Il est en revanche indiscutable, et c’est apparemment ce que regrette M. Douillet, que toute voix qui ira au premier, voire au second tour, à Debout la France n’ira pas aux « Républicains ». Ni aux socialistes. Ni au Front national. Ni à aucun autre parti. Traduite du patagon et nettoyée des obscurités qui gênent la compréhension, cette évidence politico-mathématique pourrait être reformulée de la façon suivante : « Tout suffrage accordé à une liste ou à un candidat fait du même coup défaut aux autres listes et aux autres candidats ». C’est ce que je propose d’appeler le théorème de Douillet. Ce théorème a pour corollaire qu’il fonctionne dans tous les sens et que nous serions parfaitement fondés au nom de Debout la France à protester contre la captation par le P.S., les « Républicains », le Front national et les autres de voix qui nous manquent de ce fait. Il n’est d’ailleurs pas dit que nous ne portions pas plainte devant la justice pour détournement de suffrages.
Trêve de plaisanterie. Sous une forme contournée, ce que nous sert M. Douillet, c’est la vieille rengaine du vote « utile », tarte à la crème des « grands partis » qui prétendent ériger en règle démocratique l’obligation morale de voter pour qui ne nous plaît pas, de façon à accroître ses chances, plutôt qu’en fonction de nos idées, au risque d’affaiblir ceux qui ont nos préférences.
Le vote « utile », le vote « utile », c’est bien beau. Mais au fait, utile à qui ? A suivre M. Douillet, ce qui n’est pas trop difficile, je vois bien que le député-judoka considère comme « utile » tout vote qui se porterait sur sa liste, et qui serait en effet très « utile » à M. Sarkozy, à Mme Pécresse et à M. Douillet lui-même. Mais aux Yvelines, mais à la région Ile-de-France, mais à la France ? Ah, ce n’est pas le sujet ! On s’en doutait un peu. Allons encore plus loin, jusqu’au bout de la pensée de M. Douillet, encore un effort et nous y sommes. M. Douillet estime très clairement que toute voix qui lui serait refusée serait une voix « perdue ». Perdue pour qui ? Pour M. Douillet, pour Mme Pécresse, pour M. Sarkozy ? Sans doute. Mais pour le redressement mais pour le renouveau, mais pour la France ?

· · · · · · ·

Objectifs:
a. Dans l'extrait sur le vote « utile », quel nom l'auteur propose-t-il de donner à l'évidence selon laquelle tout suffrage accordé à une liste ou à un candidat fait défaut aux autres ?
b. Poursuivez l'extrait sur le vote « utile » à partir de sa dernière phrase, « Mais pour le redressement mais pour le renouveau, mais pour la France ? ».

Enregistrements d'un jeu de données:

· · · · · · ·

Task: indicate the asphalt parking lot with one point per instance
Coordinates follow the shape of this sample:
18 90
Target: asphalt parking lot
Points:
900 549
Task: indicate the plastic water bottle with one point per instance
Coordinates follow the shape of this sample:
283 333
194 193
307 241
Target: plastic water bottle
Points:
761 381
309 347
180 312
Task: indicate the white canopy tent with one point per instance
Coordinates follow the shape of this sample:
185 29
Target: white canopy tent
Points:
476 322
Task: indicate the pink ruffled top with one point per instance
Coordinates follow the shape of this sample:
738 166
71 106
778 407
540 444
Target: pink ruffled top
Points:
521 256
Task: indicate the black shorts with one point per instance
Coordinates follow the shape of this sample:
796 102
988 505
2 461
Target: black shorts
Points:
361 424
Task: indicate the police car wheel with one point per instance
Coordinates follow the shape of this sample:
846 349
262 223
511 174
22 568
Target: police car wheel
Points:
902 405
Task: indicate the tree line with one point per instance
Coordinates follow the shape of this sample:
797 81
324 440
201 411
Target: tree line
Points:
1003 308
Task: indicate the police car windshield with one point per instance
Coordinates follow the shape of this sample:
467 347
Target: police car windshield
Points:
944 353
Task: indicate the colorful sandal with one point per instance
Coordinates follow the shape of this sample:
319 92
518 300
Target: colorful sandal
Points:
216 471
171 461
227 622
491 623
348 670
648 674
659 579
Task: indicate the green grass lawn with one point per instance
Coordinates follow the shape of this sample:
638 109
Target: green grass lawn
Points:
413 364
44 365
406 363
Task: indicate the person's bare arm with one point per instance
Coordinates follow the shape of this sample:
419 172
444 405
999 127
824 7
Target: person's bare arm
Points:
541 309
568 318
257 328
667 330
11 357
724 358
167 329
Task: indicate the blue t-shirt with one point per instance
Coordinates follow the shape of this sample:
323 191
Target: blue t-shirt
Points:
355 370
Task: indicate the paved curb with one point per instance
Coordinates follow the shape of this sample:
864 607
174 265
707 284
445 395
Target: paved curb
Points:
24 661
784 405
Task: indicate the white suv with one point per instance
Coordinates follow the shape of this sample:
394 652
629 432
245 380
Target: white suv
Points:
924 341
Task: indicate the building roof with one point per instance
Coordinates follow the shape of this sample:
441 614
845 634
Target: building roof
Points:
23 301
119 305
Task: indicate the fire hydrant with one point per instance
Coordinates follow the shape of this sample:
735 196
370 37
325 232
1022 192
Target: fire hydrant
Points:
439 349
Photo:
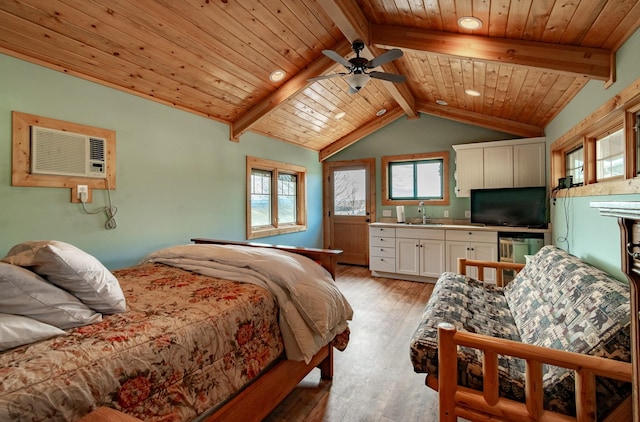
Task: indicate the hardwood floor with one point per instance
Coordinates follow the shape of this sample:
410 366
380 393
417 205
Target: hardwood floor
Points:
373 378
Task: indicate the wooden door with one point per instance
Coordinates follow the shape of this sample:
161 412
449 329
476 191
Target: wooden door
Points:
349 203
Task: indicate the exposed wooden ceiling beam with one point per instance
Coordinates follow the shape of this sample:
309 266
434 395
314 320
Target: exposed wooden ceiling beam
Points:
479 119
360 133
595 63
289 89
354 25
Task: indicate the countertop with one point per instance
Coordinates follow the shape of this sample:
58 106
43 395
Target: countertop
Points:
454 226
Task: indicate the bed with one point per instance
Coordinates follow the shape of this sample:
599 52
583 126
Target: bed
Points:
203 331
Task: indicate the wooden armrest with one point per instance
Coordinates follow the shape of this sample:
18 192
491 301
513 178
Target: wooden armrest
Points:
456 400
463 263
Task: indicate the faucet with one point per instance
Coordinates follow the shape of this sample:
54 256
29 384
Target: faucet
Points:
422 210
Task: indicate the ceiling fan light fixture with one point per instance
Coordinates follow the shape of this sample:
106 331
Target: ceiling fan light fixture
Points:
277 75
472 92
469 22
357 81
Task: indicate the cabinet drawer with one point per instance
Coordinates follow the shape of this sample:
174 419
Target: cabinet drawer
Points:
472 236
382 231
377 263
388 242
421 233
382 251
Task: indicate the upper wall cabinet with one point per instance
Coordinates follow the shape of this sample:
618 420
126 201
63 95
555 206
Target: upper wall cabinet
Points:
500 164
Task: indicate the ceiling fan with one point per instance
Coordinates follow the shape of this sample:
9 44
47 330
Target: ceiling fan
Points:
359 68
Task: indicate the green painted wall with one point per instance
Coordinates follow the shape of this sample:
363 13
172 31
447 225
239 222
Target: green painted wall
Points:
178 175
576 226
425 134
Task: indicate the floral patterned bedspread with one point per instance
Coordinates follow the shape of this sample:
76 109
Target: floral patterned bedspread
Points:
185 344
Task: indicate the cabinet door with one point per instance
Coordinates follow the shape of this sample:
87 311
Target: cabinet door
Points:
407 256
485 252
455 250
432 262
529 165
498 167
469 170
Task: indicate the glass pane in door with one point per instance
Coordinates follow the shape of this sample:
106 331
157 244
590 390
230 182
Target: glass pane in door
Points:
349 192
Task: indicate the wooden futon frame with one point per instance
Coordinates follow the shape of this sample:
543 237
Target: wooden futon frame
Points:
486 405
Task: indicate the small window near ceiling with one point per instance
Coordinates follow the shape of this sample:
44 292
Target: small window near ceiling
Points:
349 192
610 155
415 180
575 165
276 198
287 198
416 177
260 198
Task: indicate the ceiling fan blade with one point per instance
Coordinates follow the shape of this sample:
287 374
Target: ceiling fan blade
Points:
385 58
319 78
391 77
337 57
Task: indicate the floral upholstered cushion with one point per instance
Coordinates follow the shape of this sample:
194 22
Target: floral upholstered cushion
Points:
474 307
560 302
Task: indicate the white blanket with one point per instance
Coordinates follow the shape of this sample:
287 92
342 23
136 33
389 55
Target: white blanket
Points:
312 309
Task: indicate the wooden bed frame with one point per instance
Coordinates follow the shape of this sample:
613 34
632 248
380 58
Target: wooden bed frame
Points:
455 400
259 398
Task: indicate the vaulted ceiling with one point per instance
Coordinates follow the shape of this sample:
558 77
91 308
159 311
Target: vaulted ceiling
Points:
214 57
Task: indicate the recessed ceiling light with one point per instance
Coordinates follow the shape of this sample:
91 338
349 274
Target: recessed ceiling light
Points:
469 22
277 75
472 92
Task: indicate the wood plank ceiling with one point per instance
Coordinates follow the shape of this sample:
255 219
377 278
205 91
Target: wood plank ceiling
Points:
214 58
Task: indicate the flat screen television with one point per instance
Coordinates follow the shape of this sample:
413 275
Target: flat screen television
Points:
516 207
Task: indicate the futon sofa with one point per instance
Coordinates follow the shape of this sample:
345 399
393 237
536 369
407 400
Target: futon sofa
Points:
556 301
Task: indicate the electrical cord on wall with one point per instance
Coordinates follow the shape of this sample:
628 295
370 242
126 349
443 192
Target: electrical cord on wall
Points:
565 205
110 209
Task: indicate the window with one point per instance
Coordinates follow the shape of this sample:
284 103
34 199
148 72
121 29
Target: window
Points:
276 198
610 155
416 177
575 165
602 153
349 192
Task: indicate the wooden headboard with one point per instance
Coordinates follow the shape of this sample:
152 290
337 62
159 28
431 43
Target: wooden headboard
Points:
328 258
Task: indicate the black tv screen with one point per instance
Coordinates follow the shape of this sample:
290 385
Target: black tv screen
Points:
517 207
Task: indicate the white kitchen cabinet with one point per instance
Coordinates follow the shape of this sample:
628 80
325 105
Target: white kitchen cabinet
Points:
382 249
529 164
500 164
469 170
420 252
472 244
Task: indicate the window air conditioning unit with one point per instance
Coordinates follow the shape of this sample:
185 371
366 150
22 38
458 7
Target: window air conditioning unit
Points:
67 154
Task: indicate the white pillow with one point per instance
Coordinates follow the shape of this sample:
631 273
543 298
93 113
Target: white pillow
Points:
16 330
72 269
26 293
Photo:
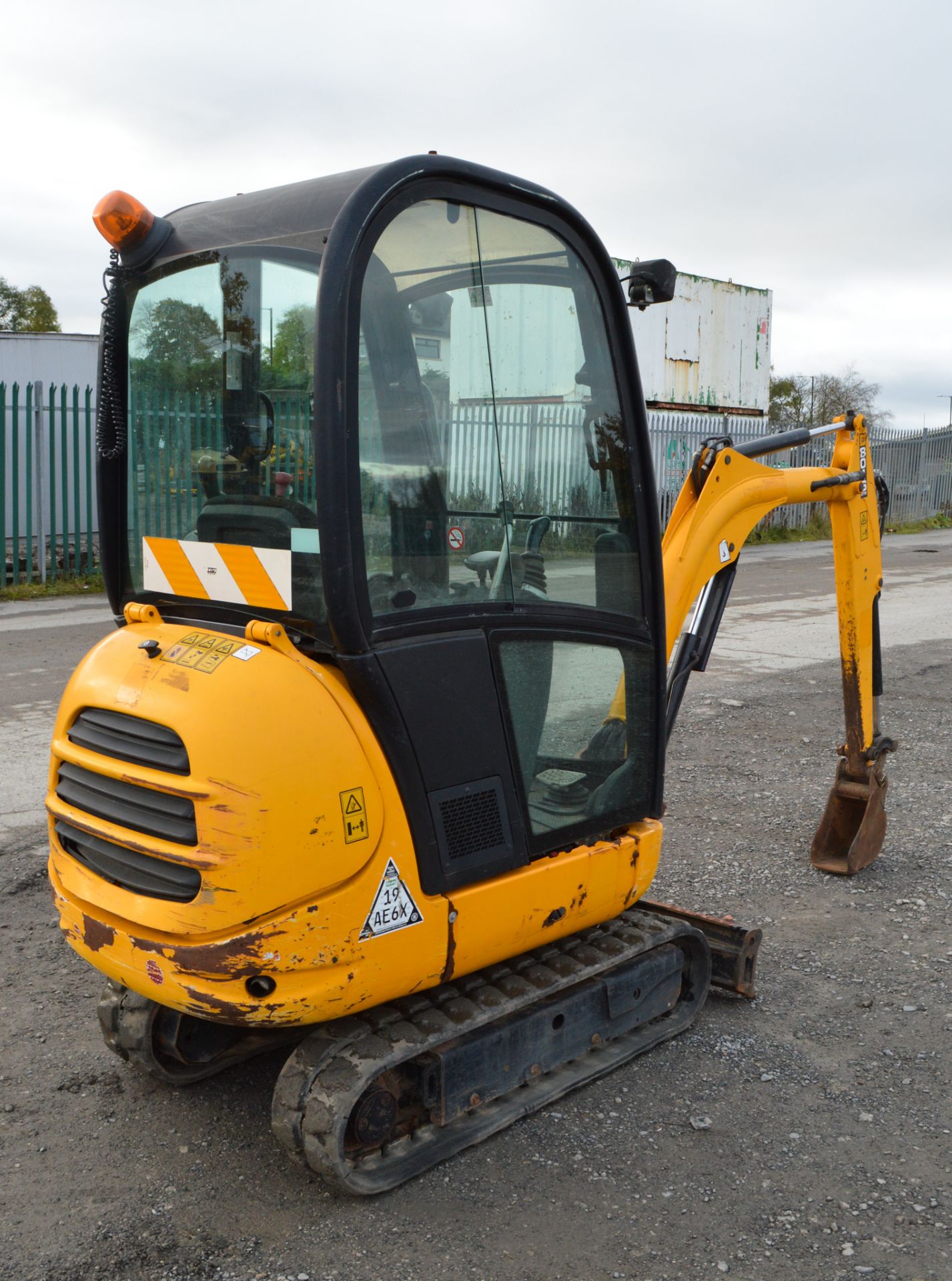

· · · · · · ·

Réponses finales:
a. Le théorème de Douillet.

b.
M. Douillet ignore-t-il, ou acceptera-t-il de se rappeler que deux tiers des Français ne veulent plus de M. Sarkozy, dont ils ont soupé, que deux tiers des Français ne veulent plus de M. Hollande dont ils ont une indigestion, ne veulent pas de Mme Le Pen, qui leur reste en travers de la gorge ? M. Douillet sait-il, et s’en soucie-t-il, que plus de la moitié des électeurs n’envisagent plus de voter, tant les politiciens des vieux partis les ont dégoûtés de la politique, même quand leur vie quotidienne et leur avenir sont en jeu ? Les Français expriment, de plus en plus fortement, de plus en plus massivement, leur refus de la vieille et fausse alternance entre une droite sans principes et une gauche sans valeurs. Ce n’est pas pour y substituer le choix contraint dans lequel on veut les enfermer entre un système à bout de souffle et des extrêmes sans crédibilité.
Nous leur proposons, à peine sortis du piège, de ne pas tomber dans un nouveau panneau. Le pluralisme, c’est l’air sans lequel la démocratie n’est plus respirable.